#### Passage to read
Dead Reign
- Front cover of Dead Reign core rulebook, illustrated by E. M. Gist
- Designers: Josh Hilden, Joshua Sanford, Kevin Siembieda
- Illustrators: Amy L. Ashbaugh, Nick Bradshaw, Kent Burles, Mark Dudley, Mike Mumah
- Publishers: Palladium Books
- Publication: November 2008
- Years active: 2008–present
- Genres: Post-apocalyptic horror
- Languages: English
- Systems: Megaversal
- Website: palladiumbooks.com

= Dead Reign =

Tabletop role-playing game

Dead Reign is a zombie apocalypse role-playing game published by Palladium Books. The first print of the main book was in November 2008.
########
= Goal A =
From the Dead Reign profile above, name each person listed under "Designers:".
= Goal B =
List every line in the records below that contains the string "focus". Case counts.
#### Raw records
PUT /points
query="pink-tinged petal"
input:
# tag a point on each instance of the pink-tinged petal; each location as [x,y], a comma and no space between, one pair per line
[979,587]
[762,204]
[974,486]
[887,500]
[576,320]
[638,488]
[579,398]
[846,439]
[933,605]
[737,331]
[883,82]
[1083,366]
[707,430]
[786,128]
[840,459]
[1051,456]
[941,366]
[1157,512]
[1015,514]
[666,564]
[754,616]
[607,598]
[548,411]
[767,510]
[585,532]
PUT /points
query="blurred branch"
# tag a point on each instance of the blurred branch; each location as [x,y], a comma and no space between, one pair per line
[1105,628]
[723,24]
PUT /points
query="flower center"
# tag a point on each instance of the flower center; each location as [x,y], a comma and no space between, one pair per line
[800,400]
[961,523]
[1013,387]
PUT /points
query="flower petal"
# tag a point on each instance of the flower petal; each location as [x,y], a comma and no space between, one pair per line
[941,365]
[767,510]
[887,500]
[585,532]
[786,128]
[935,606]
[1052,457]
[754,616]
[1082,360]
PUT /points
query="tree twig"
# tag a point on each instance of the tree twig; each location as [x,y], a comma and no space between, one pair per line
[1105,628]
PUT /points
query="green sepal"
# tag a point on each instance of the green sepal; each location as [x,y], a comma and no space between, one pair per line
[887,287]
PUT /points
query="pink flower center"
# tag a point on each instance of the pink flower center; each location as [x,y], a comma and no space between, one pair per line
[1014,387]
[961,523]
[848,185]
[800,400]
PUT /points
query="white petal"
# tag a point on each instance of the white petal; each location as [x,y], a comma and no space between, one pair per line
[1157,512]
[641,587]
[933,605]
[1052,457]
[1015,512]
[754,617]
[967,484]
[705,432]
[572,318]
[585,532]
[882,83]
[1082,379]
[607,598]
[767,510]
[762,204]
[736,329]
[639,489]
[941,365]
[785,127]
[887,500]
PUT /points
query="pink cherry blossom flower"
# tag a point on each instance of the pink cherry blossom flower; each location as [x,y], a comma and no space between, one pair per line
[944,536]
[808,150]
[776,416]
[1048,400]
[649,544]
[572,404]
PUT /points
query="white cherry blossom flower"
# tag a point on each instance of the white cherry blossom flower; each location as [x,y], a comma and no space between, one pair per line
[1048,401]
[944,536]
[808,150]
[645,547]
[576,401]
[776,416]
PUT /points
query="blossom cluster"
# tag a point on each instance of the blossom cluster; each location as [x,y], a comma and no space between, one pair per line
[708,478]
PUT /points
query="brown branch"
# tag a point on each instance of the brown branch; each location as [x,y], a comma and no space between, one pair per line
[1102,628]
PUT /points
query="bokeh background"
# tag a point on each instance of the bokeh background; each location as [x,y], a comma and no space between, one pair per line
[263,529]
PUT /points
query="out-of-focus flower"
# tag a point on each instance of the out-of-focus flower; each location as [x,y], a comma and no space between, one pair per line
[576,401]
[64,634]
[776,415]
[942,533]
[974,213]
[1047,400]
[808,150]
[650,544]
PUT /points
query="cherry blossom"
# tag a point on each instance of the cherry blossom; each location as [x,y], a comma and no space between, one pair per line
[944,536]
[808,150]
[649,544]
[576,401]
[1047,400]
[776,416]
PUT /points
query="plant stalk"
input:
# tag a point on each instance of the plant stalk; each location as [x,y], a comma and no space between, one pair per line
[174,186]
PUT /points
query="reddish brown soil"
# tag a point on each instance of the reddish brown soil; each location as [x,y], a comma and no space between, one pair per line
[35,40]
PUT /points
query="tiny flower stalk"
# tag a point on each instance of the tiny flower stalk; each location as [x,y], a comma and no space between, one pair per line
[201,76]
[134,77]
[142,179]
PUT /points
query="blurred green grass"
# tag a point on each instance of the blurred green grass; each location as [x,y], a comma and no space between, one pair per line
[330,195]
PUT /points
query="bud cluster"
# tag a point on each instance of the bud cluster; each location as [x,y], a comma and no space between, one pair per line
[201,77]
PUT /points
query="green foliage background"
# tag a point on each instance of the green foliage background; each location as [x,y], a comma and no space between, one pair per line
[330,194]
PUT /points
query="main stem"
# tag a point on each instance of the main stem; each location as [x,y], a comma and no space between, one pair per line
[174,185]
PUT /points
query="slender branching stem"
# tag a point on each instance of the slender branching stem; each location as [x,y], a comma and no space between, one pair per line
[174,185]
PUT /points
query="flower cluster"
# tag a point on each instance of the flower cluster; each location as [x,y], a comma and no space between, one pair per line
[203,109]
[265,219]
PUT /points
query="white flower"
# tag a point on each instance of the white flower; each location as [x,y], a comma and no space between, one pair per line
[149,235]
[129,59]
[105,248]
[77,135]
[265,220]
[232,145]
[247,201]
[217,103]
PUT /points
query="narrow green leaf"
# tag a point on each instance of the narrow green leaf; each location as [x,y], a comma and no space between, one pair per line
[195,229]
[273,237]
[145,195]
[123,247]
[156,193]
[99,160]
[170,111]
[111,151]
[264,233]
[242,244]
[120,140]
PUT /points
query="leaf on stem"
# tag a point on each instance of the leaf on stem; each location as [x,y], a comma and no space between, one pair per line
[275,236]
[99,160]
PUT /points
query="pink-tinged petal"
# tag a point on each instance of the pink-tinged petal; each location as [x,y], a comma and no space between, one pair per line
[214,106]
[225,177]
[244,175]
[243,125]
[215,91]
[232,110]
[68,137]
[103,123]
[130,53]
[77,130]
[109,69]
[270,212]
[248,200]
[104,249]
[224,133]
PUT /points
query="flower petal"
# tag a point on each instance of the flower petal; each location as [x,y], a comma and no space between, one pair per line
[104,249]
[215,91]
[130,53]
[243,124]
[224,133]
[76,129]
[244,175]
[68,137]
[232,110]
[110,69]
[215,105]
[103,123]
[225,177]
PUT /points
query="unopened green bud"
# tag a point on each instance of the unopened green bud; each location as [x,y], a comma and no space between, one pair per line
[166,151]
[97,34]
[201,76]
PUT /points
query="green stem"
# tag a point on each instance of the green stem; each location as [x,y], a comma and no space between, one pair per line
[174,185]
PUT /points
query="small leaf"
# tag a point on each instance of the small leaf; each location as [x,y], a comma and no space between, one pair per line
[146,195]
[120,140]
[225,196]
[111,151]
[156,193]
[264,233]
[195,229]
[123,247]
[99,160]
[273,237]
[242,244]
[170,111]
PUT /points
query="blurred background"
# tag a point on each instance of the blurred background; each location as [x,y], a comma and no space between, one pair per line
########
= Exercise result A =
Josh Hilden
Joshua Sanford
Kevin Siembieda

= Exercise result B =
query="out-of-focus flower"
# tag a point on each instance of the out-of-focus flower; each location as [x,y], a comma and no space between, one pair per line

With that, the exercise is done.